Activity
The reply should hold only the lines from the one with "Target: thistle plant" through the end of the data, each given exactly.

Items listed in a dataset

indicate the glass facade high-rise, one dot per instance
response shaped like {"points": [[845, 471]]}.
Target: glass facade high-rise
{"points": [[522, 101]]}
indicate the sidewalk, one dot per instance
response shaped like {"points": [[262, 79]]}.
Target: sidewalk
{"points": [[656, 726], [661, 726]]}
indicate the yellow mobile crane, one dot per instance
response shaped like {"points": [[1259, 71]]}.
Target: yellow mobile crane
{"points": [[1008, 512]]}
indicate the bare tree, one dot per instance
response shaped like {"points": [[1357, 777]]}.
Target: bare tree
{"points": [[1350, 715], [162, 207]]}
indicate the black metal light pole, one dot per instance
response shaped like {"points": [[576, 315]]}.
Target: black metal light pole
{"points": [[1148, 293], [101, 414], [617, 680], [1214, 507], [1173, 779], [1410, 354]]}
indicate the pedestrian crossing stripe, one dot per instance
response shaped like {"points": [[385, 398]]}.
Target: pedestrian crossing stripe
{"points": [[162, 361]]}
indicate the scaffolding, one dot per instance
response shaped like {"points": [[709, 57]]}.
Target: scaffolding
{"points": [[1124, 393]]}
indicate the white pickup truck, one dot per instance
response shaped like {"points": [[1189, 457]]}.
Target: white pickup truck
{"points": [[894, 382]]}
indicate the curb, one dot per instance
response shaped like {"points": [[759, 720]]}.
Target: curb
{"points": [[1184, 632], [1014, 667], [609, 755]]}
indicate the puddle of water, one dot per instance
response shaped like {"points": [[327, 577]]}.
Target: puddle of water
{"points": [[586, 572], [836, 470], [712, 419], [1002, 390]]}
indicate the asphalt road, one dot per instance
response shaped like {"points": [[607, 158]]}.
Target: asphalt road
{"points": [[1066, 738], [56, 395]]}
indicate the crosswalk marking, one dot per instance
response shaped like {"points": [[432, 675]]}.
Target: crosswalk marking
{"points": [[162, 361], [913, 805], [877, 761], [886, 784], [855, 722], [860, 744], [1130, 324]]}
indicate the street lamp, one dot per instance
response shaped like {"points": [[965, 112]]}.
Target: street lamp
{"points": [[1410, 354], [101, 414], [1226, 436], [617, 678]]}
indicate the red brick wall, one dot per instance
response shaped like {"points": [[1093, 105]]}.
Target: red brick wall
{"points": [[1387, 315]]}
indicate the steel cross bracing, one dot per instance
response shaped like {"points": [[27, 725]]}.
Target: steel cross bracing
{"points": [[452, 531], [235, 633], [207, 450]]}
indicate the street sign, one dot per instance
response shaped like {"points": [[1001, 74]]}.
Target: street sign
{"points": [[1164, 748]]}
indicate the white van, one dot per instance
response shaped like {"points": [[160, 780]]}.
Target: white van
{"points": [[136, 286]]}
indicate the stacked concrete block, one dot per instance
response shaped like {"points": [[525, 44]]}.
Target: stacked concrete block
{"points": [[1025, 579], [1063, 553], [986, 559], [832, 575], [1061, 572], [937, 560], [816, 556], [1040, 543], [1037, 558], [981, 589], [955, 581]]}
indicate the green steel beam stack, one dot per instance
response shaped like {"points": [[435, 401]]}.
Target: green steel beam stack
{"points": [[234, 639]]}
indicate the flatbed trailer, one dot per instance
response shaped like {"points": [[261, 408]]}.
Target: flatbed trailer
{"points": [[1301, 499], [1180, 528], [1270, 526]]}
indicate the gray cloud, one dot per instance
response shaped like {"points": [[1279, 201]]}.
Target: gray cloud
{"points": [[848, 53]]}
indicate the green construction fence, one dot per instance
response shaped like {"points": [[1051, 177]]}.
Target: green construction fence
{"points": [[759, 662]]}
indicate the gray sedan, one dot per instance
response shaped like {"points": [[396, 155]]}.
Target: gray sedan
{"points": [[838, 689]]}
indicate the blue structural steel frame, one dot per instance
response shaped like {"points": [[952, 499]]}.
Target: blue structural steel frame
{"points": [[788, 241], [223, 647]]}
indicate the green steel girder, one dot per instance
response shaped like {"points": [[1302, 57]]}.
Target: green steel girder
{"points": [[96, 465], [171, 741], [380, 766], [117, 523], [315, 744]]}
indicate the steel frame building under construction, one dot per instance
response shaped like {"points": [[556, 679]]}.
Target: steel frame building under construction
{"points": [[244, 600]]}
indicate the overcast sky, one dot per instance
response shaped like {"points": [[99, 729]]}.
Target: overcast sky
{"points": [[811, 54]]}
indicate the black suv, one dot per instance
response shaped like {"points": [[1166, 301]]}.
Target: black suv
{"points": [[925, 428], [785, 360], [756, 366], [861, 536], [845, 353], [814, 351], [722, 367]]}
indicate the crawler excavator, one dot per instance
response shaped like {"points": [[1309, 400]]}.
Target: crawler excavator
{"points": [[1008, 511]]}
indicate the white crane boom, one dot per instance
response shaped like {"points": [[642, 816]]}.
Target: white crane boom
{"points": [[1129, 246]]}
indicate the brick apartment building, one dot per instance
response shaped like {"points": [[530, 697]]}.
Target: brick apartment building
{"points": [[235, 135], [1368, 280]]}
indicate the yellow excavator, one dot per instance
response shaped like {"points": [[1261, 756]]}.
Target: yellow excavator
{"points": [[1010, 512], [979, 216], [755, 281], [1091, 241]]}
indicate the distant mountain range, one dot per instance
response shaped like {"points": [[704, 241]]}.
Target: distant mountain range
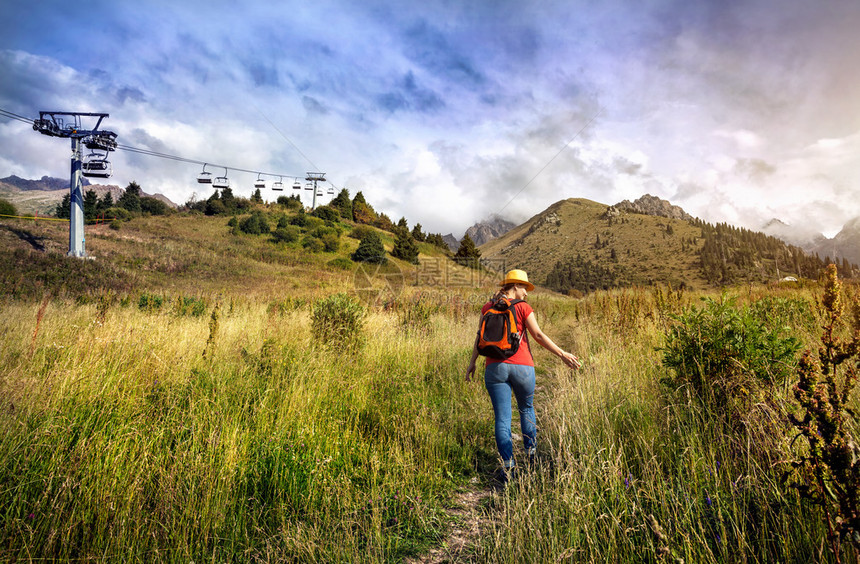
{"points": [[578, 245], [42, 196]]}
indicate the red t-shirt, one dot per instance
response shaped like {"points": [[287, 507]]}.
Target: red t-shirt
{"points": [[524, 354]]}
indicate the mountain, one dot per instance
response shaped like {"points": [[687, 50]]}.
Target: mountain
{"points": [[489, 229], [452, 242], [580, 245], [46, 183], [845, 245], [41, 197]]}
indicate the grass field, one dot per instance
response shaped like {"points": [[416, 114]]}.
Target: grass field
{"points": [[156, 423]]}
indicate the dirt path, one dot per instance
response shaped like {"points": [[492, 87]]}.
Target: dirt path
{"points": [[467, 518]]}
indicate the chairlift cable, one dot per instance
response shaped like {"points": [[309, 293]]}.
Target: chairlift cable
{"points": [[151, 153]]}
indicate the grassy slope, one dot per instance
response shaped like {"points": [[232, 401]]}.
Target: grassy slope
{"points": [[119, 440], [570, 227], [182, 254]]}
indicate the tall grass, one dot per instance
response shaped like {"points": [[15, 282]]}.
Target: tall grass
{"points": [[120, 440]]}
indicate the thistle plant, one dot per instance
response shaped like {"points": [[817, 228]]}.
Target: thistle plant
{"points": [[828, 473], [213, 329]]}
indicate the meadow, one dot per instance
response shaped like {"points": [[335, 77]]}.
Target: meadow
{"points": [[166, 425]]}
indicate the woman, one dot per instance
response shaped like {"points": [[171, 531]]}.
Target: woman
{"points": [[517, 373]]}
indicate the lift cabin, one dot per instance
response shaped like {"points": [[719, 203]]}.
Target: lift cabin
{"points": [[96, 166], [204, 177], [221, 182]]}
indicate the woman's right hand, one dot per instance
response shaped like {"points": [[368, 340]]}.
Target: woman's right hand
{"points": [[470, 372], [571, 360]]}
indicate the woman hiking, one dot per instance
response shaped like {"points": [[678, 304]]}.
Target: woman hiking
{"points": [[517, 373]]}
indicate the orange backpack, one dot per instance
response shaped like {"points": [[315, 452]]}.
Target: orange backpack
{"points": [[497, 336]]}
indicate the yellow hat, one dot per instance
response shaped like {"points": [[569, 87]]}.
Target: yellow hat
{"points": [[518, 277]]}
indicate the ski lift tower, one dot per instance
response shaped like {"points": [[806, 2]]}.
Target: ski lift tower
{"points": [[315, 177], [69, 126]]}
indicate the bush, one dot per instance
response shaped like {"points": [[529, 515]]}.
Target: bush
{"points": [[6, 208], [331, 242], [341, 262], [255, 224], [313, 244], [120, 214], [289, 202], [288, 234], [370, 249], [326, 213], [150, 302], [728, 356], [338, 322], [361, 231]]}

Result for this exercise
Target: thistle plant
{"points": [[828, 473], [213, 329]]}
indicate the meadow, one dot per instance
response shaped like {"points": [[335, 77]]}.
Target: meadow
{"points": [[166, 425]]}
indicate the woman, one dot per instance
response shaped like {"points": [[171, 531]]}.
Target: woman
{"points": [[517, 373]]}
indicate the lift cabin, one dot per instance
response shaped like {"points": [[719, 203]]}.
Target: lift cabin
{"points": [[96, 166], [204, 177], [221, 182]]}
indicate the woman's right hand, one dot per instance
response shaped like {"points": [[368, 340]]}.
Target: woman's right hand
{"points": [[470, 372], [571, 360]]}
indicate the woman hiking, one dot per instance
response shaped like {"points": [[678, 304]]}.
Target: woman hiking
{"points": [[517, 373]]}
indicate the orange backpack, one dot per instance
response shaped like {"points": [[315, 452]]}.
Target: orange backpack
{"points": [[497, 336]]}
indicate the yellow hat, one dot per instance
response shaped like {"points": [[569, 87]]}.
Target: yellow hat
{"points": [[518, 277]]}
indicate the ski lift tower, one dot per instance
response shaped like {"points": [[806, 2]]}.
Target: ski lift tower
{"points": [[315, 177], [69, 126]]}
indicate the bush, one dot per instance
response shaped like {"points": [[529, 515]]}.
Target: bush
{"points": [[6, 208], [331, 242], [341, 262], [255, 224], [313, 244], [120, 214], [289, 202], [288, 234], [370, 249], [326, 213], [150, 302], [728, 356], [338, 322], [361, 231]]}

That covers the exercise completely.